• _What is expected_
Please report every line of the listing below that contains the word "reflection", copying each such line in full. Letter case matters.

Dataset rows
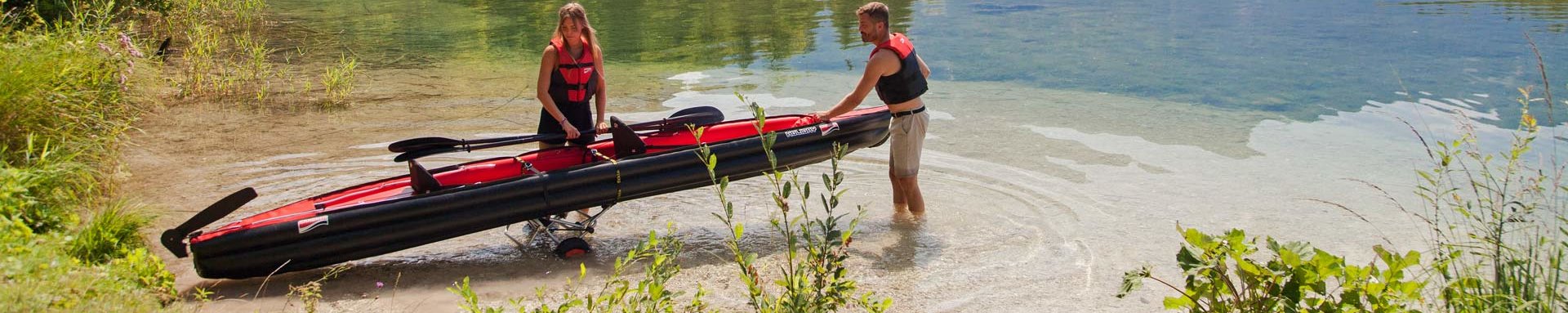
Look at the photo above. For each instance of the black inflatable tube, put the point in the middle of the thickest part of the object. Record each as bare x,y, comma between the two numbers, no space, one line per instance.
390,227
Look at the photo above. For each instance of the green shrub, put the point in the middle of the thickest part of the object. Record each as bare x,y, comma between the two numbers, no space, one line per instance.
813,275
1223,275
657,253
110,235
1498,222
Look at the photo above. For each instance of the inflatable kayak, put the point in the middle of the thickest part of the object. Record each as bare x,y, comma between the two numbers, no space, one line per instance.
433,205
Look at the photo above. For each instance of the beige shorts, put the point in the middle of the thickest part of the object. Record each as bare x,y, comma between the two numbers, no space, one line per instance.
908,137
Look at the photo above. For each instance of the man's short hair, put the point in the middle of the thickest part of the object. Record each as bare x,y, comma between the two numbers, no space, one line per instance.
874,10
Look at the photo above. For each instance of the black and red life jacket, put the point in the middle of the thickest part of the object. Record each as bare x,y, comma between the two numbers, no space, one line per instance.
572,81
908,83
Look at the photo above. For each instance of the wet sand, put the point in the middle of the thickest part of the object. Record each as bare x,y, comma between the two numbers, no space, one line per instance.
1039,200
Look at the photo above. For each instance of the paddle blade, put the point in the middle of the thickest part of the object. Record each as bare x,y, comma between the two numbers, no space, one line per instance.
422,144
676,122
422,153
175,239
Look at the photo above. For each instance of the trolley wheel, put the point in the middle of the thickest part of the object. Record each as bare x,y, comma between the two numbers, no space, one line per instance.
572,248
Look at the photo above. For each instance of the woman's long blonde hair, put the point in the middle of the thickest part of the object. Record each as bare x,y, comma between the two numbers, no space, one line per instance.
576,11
---
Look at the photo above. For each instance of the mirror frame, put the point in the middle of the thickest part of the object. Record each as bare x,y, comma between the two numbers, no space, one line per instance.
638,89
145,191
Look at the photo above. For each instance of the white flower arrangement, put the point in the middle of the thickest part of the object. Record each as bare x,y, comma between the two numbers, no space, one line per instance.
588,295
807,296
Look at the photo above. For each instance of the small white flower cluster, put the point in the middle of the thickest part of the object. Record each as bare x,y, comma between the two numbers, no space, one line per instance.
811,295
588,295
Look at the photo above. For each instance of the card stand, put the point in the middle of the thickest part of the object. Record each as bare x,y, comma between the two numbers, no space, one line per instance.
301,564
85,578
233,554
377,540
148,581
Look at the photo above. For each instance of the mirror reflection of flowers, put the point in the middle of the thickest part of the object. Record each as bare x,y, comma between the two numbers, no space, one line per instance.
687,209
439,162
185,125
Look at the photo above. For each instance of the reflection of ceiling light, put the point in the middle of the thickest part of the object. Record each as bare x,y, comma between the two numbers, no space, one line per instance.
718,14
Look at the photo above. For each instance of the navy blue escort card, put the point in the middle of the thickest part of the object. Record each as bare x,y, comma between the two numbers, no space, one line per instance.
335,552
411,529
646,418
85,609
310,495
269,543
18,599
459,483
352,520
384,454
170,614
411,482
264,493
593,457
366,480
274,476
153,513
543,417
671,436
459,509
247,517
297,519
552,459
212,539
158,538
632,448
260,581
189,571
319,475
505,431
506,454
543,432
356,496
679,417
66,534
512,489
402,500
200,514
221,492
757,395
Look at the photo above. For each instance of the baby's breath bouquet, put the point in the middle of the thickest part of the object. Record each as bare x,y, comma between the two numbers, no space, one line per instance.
---
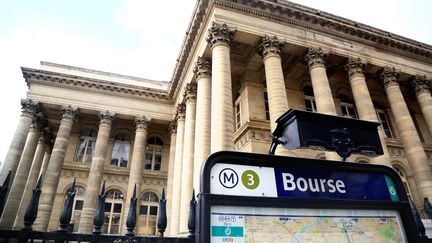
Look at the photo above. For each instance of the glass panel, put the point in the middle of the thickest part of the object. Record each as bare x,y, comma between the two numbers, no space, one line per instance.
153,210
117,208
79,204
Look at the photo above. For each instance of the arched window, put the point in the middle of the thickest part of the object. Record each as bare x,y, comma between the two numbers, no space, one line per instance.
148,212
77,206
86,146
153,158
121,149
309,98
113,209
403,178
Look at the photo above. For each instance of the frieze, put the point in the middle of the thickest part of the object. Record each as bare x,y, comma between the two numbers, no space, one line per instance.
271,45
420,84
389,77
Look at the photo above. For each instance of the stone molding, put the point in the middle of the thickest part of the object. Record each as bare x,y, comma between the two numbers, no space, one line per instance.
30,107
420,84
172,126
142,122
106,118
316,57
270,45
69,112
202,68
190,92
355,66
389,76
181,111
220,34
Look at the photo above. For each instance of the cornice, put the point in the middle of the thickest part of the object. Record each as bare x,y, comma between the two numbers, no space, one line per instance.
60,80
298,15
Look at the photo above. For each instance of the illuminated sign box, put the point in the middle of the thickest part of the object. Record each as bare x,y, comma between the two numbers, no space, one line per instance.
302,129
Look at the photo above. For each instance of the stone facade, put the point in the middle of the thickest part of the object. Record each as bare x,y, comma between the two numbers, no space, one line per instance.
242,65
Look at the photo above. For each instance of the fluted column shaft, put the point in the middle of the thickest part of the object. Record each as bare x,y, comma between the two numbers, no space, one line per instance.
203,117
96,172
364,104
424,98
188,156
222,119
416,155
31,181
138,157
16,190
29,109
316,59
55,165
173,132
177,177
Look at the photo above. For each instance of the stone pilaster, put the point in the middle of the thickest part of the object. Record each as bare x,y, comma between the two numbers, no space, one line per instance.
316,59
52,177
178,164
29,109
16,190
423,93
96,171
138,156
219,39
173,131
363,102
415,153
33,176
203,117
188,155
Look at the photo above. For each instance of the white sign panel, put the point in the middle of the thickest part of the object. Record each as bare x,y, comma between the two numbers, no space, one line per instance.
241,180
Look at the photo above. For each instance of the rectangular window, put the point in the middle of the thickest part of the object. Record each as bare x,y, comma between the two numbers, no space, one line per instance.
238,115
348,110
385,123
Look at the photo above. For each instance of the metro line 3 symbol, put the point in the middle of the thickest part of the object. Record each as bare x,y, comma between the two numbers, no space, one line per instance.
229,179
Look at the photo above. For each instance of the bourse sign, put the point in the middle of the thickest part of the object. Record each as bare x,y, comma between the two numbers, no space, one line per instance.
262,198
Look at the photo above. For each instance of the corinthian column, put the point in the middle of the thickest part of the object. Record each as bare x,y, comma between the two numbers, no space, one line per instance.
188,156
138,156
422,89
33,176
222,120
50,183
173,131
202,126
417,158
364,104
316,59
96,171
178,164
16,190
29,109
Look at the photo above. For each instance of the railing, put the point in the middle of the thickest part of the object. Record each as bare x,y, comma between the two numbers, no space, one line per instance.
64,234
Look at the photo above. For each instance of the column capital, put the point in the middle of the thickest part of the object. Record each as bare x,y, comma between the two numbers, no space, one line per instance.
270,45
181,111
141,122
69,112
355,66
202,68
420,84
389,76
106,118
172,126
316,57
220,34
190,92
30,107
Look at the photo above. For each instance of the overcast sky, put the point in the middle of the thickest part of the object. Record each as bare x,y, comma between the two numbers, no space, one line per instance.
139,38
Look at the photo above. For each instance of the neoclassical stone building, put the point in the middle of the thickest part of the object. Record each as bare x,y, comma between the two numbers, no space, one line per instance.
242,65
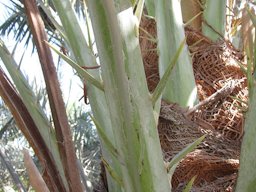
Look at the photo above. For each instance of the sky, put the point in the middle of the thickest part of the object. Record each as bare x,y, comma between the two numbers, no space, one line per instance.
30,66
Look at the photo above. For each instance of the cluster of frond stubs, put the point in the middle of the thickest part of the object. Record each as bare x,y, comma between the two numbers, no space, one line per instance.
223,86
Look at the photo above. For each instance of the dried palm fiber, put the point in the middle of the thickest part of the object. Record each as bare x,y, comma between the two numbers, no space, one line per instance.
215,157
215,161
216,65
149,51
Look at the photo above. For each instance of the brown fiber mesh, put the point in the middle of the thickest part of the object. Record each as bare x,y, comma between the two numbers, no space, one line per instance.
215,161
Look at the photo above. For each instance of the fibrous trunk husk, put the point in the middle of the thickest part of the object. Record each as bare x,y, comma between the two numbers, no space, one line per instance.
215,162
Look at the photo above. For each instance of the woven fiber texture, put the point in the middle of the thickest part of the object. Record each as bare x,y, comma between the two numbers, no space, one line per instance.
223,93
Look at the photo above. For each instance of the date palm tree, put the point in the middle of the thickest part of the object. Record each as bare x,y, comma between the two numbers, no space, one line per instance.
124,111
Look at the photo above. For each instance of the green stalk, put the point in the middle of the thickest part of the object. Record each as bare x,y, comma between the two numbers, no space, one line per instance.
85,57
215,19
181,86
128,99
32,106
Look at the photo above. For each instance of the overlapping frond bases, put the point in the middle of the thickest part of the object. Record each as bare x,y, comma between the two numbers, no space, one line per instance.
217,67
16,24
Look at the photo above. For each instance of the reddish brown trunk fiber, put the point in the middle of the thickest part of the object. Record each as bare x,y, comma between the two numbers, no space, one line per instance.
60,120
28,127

• _Solved exercise_
Look at the photo above. For each instance of the mirror reflection of flowers, put the point in the middle of the thickest part of the object. Record each as bare x,y, comma between the two numbers, no space, one line per instance.
Look at the photo above. For each instance of the reflection of ceiling light, put the point in the middle of the thickest part of the object. Record each as bare x,y, comma between the two numbers, no space, one line per instance.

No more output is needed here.